PASSAGE SHOWN:
::::::::::

Finding Shangri-la


Everyone defines Shangri-la differently.  One of the first films I came to love was a 1937 epic by Frank Capra called Lost Horizon.  Despite being one of the best and most thoughtful films of its time ever produced not many people know about it.  The movie contained a message of peace and pacifism at a time when the world was gearing up for war.   In it, actor Ronald Coleman escapes the violence and turmoil of China to find the mythic Shangri-la lost in the Himalayas.  Shangri-la for Coleman was a peaceful place filled with beauty, thought and contemplation, yet for others it might be something completely different.  We all have our own definitions for everything in life.  Supreme Court Justice Potter Stewart famously replied in 1964 when answering the question what is
Justice Potter Stewart
pornography? "I know it when I see it."

In truth Shangri-la is a concept so intrinsically personal only you will know it when you find it.  It is very much like Buddhist enlightenment.   Only those reaching enlightenment can truly understand, the rest can only strive to one day join them.

A very old coworker and friend of mine is retired here in Chiang Mai.  When I knew I was moving to Thailand I re-established contact with him and asked him about his life.  "Patrick," he told me, "I found my Shangri-la."  Like Ponce de Leon looking for the Fountain of Youth many will never find their perfect place, most will never even attempt to look.  Yesterday I had the chance to take a little raft ride down a small river East of Chiang Mai.  It was a beautiful setting.  Lushly green forests set against mountains shrouded in a layer of fog.  Hand made bridges spanning the water delicately framing the forest canopy. At one point we came around a bend and a lodge sat on one bank separated from the main road by high bridge stretched from one bank to another.  Some of the buildings reminded me of a park lodge in the United States.  Anchored to the hill side along the river they offered perches where you could sit like a bird looking at the valley bellow.  On one bank elephants crept up from a swim in the river with a tourist or two on their backs.  It was a lovely sight but I still didn't understand.

Our raft trip concluded and we circled back to the lodge for lunch.  It was a perfect place, beautiful and harmonious with it's surroundings.  Around me ethnic mountain tribes women from Burma and Thailand worked to prepare the meal and cater to the guests.  As I ate I listened and to a young American volunteer explain it was not just a hotel.  No, this place was much more than a hotel, it was a Shangri-la.  It was Shangri-la for the women that surrounded me.  Beautiful in their simplicity their dark skin was contrasted by the bright ethnic dresses they wore.  These women while seemingly now at peace had been victims.  Victims of exploitation, human rights abuses and sex trafficking.  These women had found their refuge.  It was a place for them to heal and to learn new skills.  A place where their voices meant something.  A place where they were learning they had value and a place in the world.  Their destiny was not to be a slave to the wishes of another, it was to be a human being in their own right.

::::::::::

PROVIDED RECORDS:
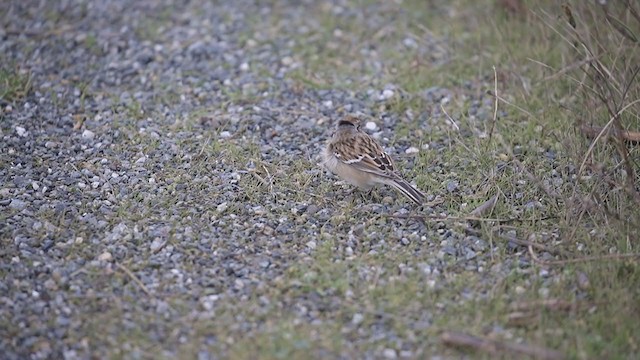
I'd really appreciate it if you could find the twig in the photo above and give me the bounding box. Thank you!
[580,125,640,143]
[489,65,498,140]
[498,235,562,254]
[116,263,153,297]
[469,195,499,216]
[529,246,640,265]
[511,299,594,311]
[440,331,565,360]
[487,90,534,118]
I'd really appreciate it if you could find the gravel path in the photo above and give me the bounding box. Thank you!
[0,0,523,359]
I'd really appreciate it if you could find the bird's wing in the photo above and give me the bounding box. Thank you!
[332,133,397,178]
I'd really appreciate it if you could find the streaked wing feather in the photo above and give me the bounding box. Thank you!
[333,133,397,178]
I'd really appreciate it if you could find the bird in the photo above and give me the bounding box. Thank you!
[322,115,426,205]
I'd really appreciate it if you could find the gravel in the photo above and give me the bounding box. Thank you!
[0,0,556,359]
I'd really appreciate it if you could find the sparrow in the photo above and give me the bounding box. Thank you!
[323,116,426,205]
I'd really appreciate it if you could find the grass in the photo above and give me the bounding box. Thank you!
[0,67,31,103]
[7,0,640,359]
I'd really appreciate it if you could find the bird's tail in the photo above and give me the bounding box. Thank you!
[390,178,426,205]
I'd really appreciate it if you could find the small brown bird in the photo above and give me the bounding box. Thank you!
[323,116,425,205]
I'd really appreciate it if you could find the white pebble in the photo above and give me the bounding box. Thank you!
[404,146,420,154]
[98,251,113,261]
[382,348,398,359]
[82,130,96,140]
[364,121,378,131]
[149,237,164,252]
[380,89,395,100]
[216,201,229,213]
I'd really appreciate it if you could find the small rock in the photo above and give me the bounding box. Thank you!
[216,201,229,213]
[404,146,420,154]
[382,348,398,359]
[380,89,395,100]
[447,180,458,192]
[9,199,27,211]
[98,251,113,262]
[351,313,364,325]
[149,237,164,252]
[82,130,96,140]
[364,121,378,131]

::::::::::

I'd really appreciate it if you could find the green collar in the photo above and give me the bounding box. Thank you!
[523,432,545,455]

::::::::::

PARTS OF THE EXERCISE:
1. Say whether each statement agrees with the essay on finding Shangri-la, answering yes or no and quoting the deciding words. (a) Lost Horizon was a 1937 film by Frank Capra. (b) The raft ride went down a river west of Chiang Mai. (c) The women working at the lodge came from Burma and Thailand.
2. Quote the essay on finding Shangri-la, starting with "In truth Shangri-la" and going on through "day join them.".

SOLUTIONS PER TASK:
1.
(a) Yes: "a 1937 epic by Frank Capra called Lost Horizon"
(b) No: "a small river East of Chiang Mai"
(c) Yes: "ethnic mountain tribes women from Burma and Thailand"

2.
In truth Shangri-la is a concept so intrinsically personal only you will know it when you find it.  It is very much like Buddhist enlightenment.   Only those reaching enlightenment can truly understand, the rest can only strive to one day join them.